Killer in the Dark - M (1951) the psychopath in film noir

So in M (1951) there is the faint stirring of the character of the psychopath, still little explored by Hollywood in the 1950s, and in fact little explored here by both the movie's director Joseph Losey, and the police themselves. 

Also lightly touched upon, is the idea of the public's paranoia in the light of what comes across in the print and broadcast media; and there are some repeated scenes near the beginning of the film, in which innocent citizens are persecuted and even attacked, as they are mistaken for the killer.

Both of these themes seem prescient, or perhaps timeless.

Howard da Silva in M (1951)

For the most part in 1951's M, we don't learn much about the killer at all, that is until the climax, and yet the ideas involved may still have been so relatively new to the public at large, who presumably at the time perhaps lived in the comfortable state of criminal knowledge which presented crime as being carried out both with motive, and by criminals.

Raymond Burr in M (1951)

The actual stars of 1951's M remain therefore the criminal gang themselves, these that spend the body of the movie tracking down the killer and chasing him around the Bradbury Building; the gang that is and the city itself, shot to immense effect, as as of course the Bradbury.

If viewers of 1951's M are invited to draw any conclusions at all, it's probably the fact that the criminal gang is better organised, better placed, better motivated and better equipped than the police are when it comes to tracking down this neighbourhood killer. This is only one aspect of the 1931 original, but in 1950s America, it was fast becoming a major theme. May film noirs present the mob and the gang as a force more organised than was previously imagined.

- Provided material:
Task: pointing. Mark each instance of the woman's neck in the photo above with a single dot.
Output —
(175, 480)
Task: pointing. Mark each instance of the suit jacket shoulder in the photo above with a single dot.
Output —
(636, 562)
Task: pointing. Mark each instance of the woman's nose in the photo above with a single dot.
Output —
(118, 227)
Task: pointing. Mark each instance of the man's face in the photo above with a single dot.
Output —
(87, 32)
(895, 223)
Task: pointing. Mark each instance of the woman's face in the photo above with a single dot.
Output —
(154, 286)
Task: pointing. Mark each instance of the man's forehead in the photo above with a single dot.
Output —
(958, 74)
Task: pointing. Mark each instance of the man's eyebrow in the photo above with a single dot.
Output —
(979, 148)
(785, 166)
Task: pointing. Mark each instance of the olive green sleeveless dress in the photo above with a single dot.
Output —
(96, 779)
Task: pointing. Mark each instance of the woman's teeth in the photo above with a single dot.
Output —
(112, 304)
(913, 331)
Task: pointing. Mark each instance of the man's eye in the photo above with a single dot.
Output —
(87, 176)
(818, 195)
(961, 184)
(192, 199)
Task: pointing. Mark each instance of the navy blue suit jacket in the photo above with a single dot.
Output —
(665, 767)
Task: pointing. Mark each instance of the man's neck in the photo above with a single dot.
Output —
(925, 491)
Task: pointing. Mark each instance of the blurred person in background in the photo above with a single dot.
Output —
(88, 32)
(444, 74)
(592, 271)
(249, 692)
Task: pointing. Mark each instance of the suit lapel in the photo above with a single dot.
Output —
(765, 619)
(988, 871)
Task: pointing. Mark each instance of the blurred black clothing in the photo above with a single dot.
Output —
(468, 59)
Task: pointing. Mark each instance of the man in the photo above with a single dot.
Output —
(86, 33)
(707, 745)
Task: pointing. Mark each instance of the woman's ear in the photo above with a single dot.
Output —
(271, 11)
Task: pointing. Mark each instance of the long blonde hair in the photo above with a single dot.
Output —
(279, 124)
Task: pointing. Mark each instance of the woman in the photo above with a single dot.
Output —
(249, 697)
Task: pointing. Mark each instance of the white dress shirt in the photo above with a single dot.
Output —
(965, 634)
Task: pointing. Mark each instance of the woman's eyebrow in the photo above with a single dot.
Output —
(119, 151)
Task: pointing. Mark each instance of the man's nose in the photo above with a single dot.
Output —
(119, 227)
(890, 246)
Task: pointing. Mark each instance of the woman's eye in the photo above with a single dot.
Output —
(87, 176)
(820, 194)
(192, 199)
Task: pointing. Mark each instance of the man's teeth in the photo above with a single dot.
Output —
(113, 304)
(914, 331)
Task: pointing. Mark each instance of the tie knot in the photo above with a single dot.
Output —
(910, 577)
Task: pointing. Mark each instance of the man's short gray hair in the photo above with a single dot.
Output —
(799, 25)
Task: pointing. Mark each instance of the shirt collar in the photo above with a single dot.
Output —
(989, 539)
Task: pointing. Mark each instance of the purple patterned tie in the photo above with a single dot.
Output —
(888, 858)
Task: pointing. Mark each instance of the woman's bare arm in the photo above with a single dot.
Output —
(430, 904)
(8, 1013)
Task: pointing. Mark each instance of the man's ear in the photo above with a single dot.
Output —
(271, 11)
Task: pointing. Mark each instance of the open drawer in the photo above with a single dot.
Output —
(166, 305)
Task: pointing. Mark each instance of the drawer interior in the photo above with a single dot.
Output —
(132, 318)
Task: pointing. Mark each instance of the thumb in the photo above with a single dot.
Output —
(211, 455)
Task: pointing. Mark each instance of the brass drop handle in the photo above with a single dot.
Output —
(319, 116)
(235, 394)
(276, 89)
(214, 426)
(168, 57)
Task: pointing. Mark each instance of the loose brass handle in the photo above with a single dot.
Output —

- Problems:
1) In the piece on M (1951), in which building does the gang chase the killer?
2) Please list each way the piece on M (1951) says the criminal gang outdoes the police in tracking down the killer.
3) Continue the piece on M (1951) from its last sentence.

- Task-by-task answers:
1) The Bradbury Building.

2)
- Better organised
- Better placed
- Better motivated
- Better equipped

3)
On the prowl in M (1951)

The criminal gang, led by Martin Gabel, with Raymond Burr doing all the heavy lifting in terms of mood, character, action and screen-filling, are not just better placed than the police, but have better lines of communication and the entirety of the criminal gang is quite a thing to see as it runs from floor to floor in the Bradbury Building.

And once the killer is caught, the gang expands into an entire public mob, joined by everybody from young to old, to carry out a beautifully choreographed denouement in a subterranean car park. Everyone is there in fact, at this rough and ready trial, except the police.

What to make of that? Perhaps harm done to children is so universally disliked that everyone can unite around its perpetrators and their punishment. More likely, and as presented here, society at large is merely a mob in the waiting.

The police however do not do so badly, and are on their own trail with their own procedures, almost beating a different path. The police manage to find the killer's house and the killer's secret stash of children's shoes, which is the final proof of guilt. 

However their procedural is no match for the powers of the criminal gang, and so an interesting contrast does finally emerge in Joseph Losey's M, as the criminal gang is ultimately on the side of social order, and is in its way just as good at providing it as the police; if not better.

Well organised crime (1951)

The name 'Red Scare', referring to the public and political Communist hunts of the 1950s, does suggest that the public were invited to be frightened of Communists, and for all his cinematic power, Joseph Losey was a genuine card carrying Red in the 1940s, meaning that life was going to be hellish in the 1950s.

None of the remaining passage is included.